WHAT IS BEING ASKED
Please filter the data below down to the lines holding the string "shirt".

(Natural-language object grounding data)
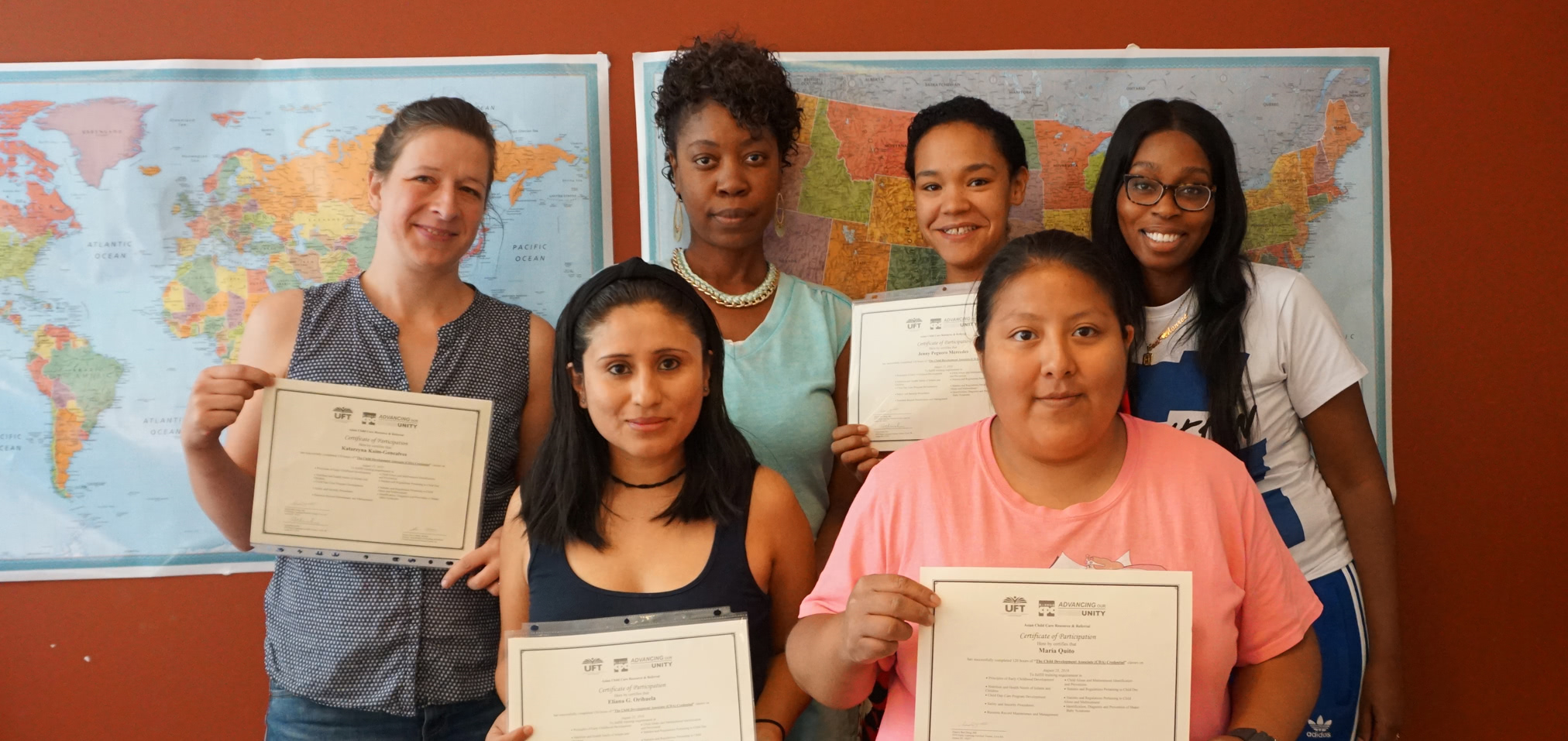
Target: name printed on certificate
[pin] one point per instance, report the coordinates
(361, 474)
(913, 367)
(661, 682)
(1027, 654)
==
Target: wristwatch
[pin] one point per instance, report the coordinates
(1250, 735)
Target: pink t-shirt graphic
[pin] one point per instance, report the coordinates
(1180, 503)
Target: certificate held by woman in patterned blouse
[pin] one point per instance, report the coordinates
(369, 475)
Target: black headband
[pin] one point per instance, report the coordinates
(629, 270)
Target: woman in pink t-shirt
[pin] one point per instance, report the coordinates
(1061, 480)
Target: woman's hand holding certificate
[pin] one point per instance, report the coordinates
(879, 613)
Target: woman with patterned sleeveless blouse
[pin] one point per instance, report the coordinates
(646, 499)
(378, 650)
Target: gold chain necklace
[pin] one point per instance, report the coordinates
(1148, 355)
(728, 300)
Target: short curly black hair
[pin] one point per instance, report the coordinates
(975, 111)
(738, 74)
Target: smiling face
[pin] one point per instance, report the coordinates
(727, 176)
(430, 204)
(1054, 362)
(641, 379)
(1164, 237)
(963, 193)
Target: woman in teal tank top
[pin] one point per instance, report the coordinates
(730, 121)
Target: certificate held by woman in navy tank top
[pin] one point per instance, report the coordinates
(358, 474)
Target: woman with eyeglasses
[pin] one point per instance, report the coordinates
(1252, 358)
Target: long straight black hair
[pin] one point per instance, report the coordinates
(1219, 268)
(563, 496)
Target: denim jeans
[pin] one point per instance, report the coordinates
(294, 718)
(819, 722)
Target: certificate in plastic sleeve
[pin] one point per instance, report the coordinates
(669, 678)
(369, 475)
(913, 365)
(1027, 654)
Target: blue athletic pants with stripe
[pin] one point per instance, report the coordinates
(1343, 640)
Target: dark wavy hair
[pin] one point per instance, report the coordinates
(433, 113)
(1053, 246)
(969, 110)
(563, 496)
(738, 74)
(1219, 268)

EXERCISE ANSWER
Target: pink t-shirt graphic
Target: woman in pink t-shirt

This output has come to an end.